+++ Material supplied +++

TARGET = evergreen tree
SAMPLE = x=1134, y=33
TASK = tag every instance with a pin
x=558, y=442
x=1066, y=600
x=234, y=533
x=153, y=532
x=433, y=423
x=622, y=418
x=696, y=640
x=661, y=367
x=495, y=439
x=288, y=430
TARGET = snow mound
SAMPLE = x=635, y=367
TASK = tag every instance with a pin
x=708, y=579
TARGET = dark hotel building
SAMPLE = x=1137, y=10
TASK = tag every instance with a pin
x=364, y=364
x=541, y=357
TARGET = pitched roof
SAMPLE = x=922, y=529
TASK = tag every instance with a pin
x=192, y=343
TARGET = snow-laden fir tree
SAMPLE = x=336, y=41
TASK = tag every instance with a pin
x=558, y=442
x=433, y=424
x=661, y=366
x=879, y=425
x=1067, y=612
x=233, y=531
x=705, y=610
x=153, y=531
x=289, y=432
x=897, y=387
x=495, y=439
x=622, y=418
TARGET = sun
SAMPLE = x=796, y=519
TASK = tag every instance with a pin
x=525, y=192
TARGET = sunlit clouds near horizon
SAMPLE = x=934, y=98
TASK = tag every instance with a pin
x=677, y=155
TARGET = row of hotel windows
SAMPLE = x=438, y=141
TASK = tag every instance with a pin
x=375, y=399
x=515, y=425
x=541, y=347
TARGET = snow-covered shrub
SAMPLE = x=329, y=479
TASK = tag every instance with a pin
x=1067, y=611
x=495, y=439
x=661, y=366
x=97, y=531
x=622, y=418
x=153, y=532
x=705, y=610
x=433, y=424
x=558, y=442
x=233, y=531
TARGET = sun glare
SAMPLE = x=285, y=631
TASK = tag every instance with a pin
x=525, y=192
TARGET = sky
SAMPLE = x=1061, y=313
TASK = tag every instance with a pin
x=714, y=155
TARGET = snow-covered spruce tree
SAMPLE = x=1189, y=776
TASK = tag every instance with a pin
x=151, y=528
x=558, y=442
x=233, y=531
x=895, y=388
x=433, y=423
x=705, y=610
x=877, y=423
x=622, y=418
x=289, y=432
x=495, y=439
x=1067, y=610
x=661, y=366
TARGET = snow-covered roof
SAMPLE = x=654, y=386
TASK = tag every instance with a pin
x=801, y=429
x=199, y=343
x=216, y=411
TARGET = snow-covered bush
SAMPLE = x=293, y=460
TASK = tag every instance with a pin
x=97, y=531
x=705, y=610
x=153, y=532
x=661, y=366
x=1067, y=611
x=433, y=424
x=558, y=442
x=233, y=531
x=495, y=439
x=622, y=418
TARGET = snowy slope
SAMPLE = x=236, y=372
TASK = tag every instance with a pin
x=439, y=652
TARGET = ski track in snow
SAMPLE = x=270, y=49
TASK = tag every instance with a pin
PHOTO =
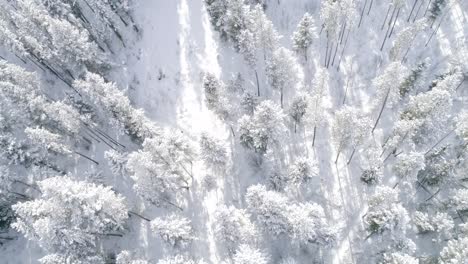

+++

* Direction
Render each line of the data above as a JSON list of strings, one string per line and no blank lines. Leave any pictures out of the answer.

* Reply
[
  "TARGET = evergreen tree",
  "SAMPLE = x=1134, y=33",
  "TASK = tag every instance with a pin",
  "x=558, y=442",
  "x=1066, y=600",
  "x=234, y=533",
  "x=153, y=532",
  "x=433, y=423",
  "x=622, y=418",
  "x=696, y=640",
  "x=661, y=367",
  "x=495, y=439",
  "x=288, y=430",
  "TARGET = snow mound",
  "SAMPLE = x=635, y=367",
  "TASK = tag every instance with a pin",
  "x=708, y=579",
  "TARGET = dark hotel building",
  "SAMPLE = x=1137, y=10",
  "TASK = tag every instance with a pin",
  "x=364, y=364",
  "x=541, y=357",
  "TARGET = pitched roof",
  "SAMPLE = x=922, y=529",
  "TASK = tag every instance with a pin",
  "x=192, y=343",
  "TARGET = snow-laden fir tree",
  "SAMPLE = x=336, y=41",
  "TASK = tag every instance with a pin",
  "x=558, y=442",
  "x=433, y=424",
  "x=661, y=366",
  "x=879, y=425",
  "x=1067, y=612",
  "x=233, y=531",
  "x=705, y=610",
  "x=153, y=531",
  "x=289, y=432",
  "x=897, y=387",
  "x=495, y=439",
  "x=622, y=418",
  "TARGET = sun",
  "SAMPLE = x=796, y=519",
  "TASK = tag every instance with a pin",
  "x=525, y=192",
  "TARGET = sunlit clouds near horizon",
  "SAMPLE = x=934, y=98",
  "TASK = tag every instance with a pin",
  "x=677, y=155",
  "TARGET = row of hotel windows",
  "SAMPLE = x=438, y=141",
  "TASK = tag every instance with a pin",
  "x=375, y=399",
  "x=515, y=425",
  "x=541, y=347",
  "TARGET = snow-covered shrub",
  "SAMPLE = x=329, y=479",
  "TASK = tag every instance with a pin",
  "x=1067, y=611",
  "x=495, y=439",
  "x=661, y=366",
  "x=97, y=531",
  "x=622, y=418",
  "x=153, y=532",
  "x=705, y=610",
  "x=433, y=424",
  "x=558, y=442",
  "x=233, y=531",
  "TARGET = sun glare",
  "SAMPLE = x=285, y=631",
  "TASK = tag every instance with a pin",
  "x=525, y=192",
  "TARGET = sky",
  "SAMPLE = x=1061, y=313",
  "TASK = tag every instance with a pin",
  "x=714, y=155",
  "TARGET = snow-covered spruce tree",
  "SAMPLE = x=1189, y=776",
  "TASK = tag every instance with a pin",
  "x=151, y=528",
  "x=558, y=442",
  "x=233, y=531",
  "x=895, y=388",
  "x=433, y=423",
  "x=705, y=610",
  "x=877, y=423",
  "x=622, y=418",
  "x=289, y=432",
  "x=495, y=439",
  "x=1067, y=610",
  "x=661, y=366",
  "TARGET = snow-covered roof",
  "SAMPLE = x=654, y=386",
  "TASK = tag every instance with a pin",
  "x=801, y=429",
  "x=199, y=343",
  "x=216, y=411",
  "TARGET = snow-covered bush",
  "SAMPLE = x=293, y=460",
  "TASK = tag every instance with a pin",
  "x=97, y=531",
  "x=705, y=610",
  "x=153, y=532",
  "x=661, y=366",
  "x=1067, y=611",
  "x=433, y=424",
  "x=558, y=442",
  "x=233, y=531",
  "x=495, y=439",
  "x=622, y=418",
  "TARGET = snowy slope",
  "SAMPLE = x=236, y=372",
  "TASK = tag every instance with a pin",
  "x=439, y=652",
  "TARGET = ski track in snow",
  "SAMPLE = x=270, y=49",
  "TASK = tag every instance with a pin",
  "PHOTO ="
]